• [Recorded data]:
## begin
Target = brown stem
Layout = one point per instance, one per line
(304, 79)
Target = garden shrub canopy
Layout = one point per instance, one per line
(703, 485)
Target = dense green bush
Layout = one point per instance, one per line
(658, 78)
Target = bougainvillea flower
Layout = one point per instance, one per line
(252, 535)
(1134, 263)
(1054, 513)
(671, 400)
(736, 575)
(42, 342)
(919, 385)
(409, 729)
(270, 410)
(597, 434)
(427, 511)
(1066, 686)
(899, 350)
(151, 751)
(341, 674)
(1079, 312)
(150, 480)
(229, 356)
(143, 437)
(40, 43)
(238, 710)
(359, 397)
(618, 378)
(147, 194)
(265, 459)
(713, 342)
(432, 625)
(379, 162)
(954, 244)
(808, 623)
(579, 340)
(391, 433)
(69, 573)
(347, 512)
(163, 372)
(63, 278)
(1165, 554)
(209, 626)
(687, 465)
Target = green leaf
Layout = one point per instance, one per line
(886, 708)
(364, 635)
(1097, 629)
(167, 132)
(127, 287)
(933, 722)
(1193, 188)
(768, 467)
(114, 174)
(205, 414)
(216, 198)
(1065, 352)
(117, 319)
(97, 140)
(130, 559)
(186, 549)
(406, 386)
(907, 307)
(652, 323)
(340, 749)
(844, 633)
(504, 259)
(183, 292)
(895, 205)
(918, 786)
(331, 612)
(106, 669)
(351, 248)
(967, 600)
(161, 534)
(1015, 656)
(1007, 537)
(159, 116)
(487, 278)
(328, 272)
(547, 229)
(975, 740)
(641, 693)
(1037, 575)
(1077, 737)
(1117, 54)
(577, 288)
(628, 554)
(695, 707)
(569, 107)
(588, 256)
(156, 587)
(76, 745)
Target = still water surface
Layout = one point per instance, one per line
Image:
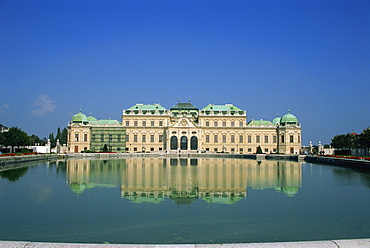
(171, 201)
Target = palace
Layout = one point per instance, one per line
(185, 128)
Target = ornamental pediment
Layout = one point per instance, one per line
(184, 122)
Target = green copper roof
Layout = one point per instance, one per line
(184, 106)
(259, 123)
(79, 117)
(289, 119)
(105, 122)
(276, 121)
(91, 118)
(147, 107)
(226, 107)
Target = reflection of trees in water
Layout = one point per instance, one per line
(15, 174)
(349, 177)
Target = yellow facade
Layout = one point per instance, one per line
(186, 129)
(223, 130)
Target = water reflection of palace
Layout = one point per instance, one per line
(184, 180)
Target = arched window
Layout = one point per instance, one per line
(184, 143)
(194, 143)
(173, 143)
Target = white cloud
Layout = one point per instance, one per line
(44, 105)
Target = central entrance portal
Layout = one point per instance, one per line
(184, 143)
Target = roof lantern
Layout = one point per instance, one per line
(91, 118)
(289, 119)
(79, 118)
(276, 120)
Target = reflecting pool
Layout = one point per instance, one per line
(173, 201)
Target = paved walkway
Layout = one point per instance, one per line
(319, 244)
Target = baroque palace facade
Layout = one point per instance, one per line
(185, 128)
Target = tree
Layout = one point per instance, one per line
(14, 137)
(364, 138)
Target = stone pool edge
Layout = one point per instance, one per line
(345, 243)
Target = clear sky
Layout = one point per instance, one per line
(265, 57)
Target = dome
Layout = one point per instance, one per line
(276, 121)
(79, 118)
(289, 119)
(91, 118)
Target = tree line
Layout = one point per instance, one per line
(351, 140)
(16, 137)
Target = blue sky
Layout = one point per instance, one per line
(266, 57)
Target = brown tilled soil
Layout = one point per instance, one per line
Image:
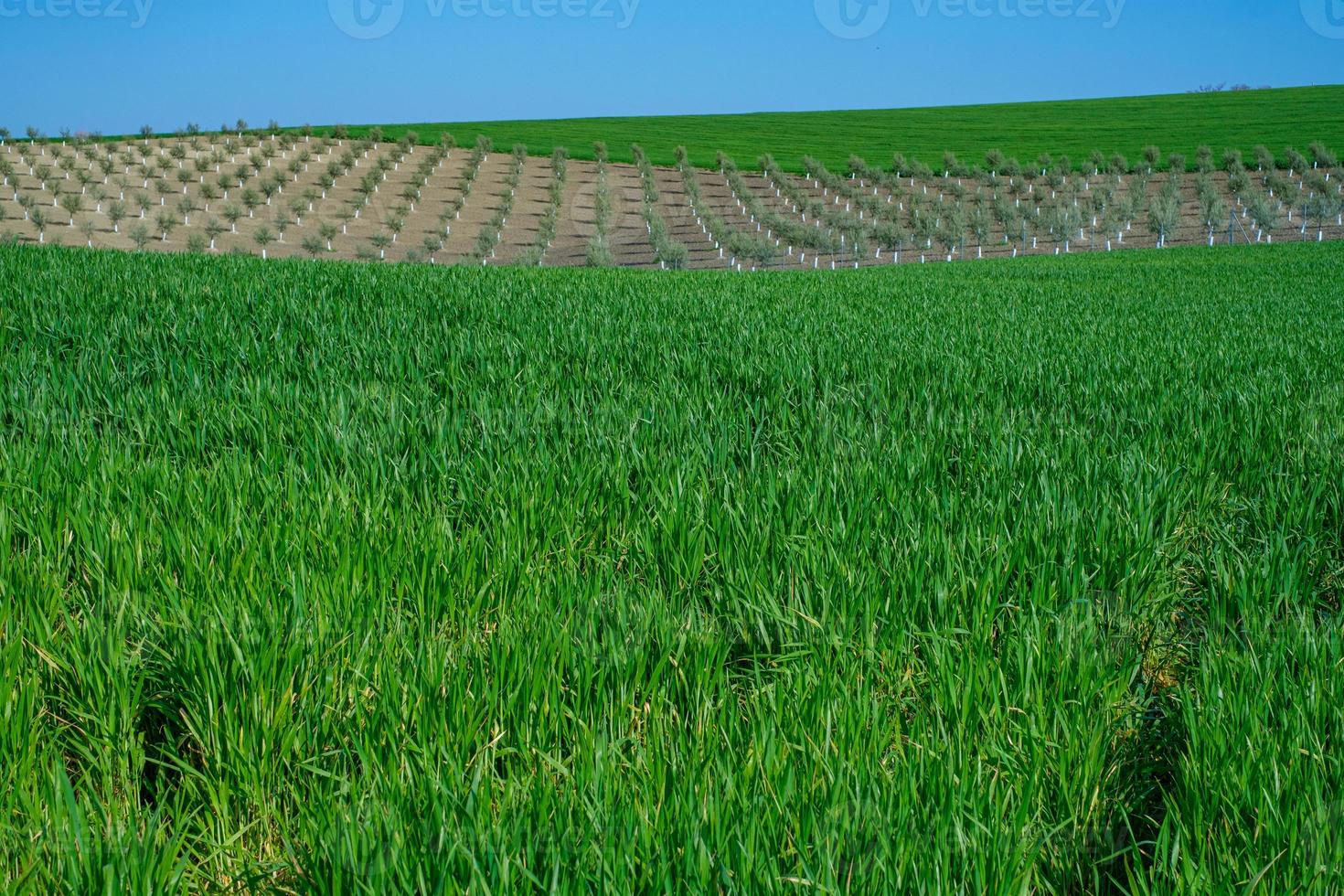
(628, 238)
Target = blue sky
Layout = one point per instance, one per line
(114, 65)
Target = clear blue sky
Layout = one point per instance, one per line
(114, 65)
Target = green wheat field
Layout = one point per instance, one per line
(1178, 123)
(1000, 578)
## end
• [WHAT THE EXERCISE ASKS]: In every one of the lines above, swap "Target" for "Object" and leave everything else unchanged. Omit the pictures from your answer.

• [EXERCISE ANSWER]:
Object = brown stem
Layout = one point per instance, one per line
(304, 79)
Object = garden shrub canopy
Layout = one point per instance, one per line
(703, 485)
Object = dense green bush
Layout = one point per instance, one per line
(658, 78)
Object = bougainvillea flower
Layout = one point per instance, one per line
(252, 535)
(1134, 263)
(1054, 513)
(671, 400)
(736, 575)
(42, 342)
(919, 385)
(409, 729)
(270, 410)
(597, 434)
(427, 511)
(1066, 686)
(899, 350)
(151, 751)
(341, 674)
(1079, 312)
(150, 480)
(229, 356)
(143, 437)
(40, 43)
(238, 710)
(359, 397)
(618, 378)
(147, 194)
(265, 459)
(713, 342)
(432, 625)
(379, 162)
(954, 244)
(808, 623)
(579, 340)
(391, 433)
(69, 573)
(347, 512)
(163, 372)
(63, 278)
(1165, 554)
(209, 626)
(687, 465)
Object = green leaf
Layout = one point per instance, one per line
(886, 708)
(364, 635)
(1097, 629)
(167, 132)
(127, 287)
(933, 722)
(1193, 188)
(768, 467)
(114, 174)
(205, 414)
(216, 198)
(1065, 352)
(117, 319)
(97, 140)
(130, 559)
(186, 549)
(406, 386)
(907, 307)
(652, 323)
(340, 749)
(844, 633)
(504, 259)
(183, 292)
(895, 205)
(918, 786)
(331, 612)
(106, 669)
(351, 248)
(967, 600)
(161, 534)
(1015, 656)
(1007, 537)
(159, 116)
(487, 278)
(328, 272)
(547, 229)
(975, 740)
(641, 693)
(1037, 575)
(1077, 737)
(1117, 54)
(577, 288)
(628, 554)
(695, 707)
(569, 107)
(588, 256)
(156, 587)
(76, 745)
Object = still water surface
Layout = one point per instance, one per line
Image:
(171, 201)
Object = palace
Layout = one point per instance, one per line
(185, 128)
Object = ornamental pediment
Layout = one point per instance, one per line
(184, 122)
Object = green copper roof
Layout = one point per instance, one per line
(184, 106)
(259, 123)
(79, 117)
(289, 119)
(105, 122)
(276, 121)
(91, 118)
(147, 107)
(226, 107)
Object = reflection of trees in water
Layout = one point per instance, one per line
(15, 174)
(349, 177)
Object = yellow facade
Layout = one point per instance, one per line
(186, 129)
(223, 130)
Object = water reflection of palace
Layout = one point per instance, one per line
(184, 180)
Object = arched window
Layout = one point per instance, one per line
(184, 143)
(194, 143)
(173, 143)
Object = white cloud
Layout = one point per instance, one per line
(44, 105)
Object = central entrance portal
Layout = one point per instance, one per line
(184, 143)
Object = roof lantern
Layout = one point per instance, one per line
(91, 118)
(289, 119)
(79, 118)
(276, 120)
Object = reflecting pool
Layout = one point per instance, one per line
(173, 201)
Object = paved walkway
Layout = one point per instance, one per line
(319, 244)
Object = baroque palace facade
Layout = one point per instance, one per line
(185, 128)
Object = tree
Layout = one point per instance, one per line
(14, 137)
(364, 138)
Object = stone pool edge
Layout = one point per instance, one per line
(345, 243)
Object = clear sky
Layout = one point per instance, one per line
(265, 57)
Object = dome
Layout = one point per instance, one per line
(276, 121)
(79, 118)
(289, 119)
(91, 118)
Object = tree line
Layout = one point per instance, one per line
(351, 140)
(16, 137)
Object = blue sky
Layout = one point per instance, one per line
(266, 57)
Object = brown tilled soil
Layout = one point per instance, one per line
Image:
(628, 238)
Object = blue sky
Layout = one point per instance, one per line
(114, 65)
Object = clear blue sky
Layout = one point per instance, one per line
(114, 65)
Object = green wheat field
Layout = one point per instance, one per line
(1178, 123)
(1000, 578)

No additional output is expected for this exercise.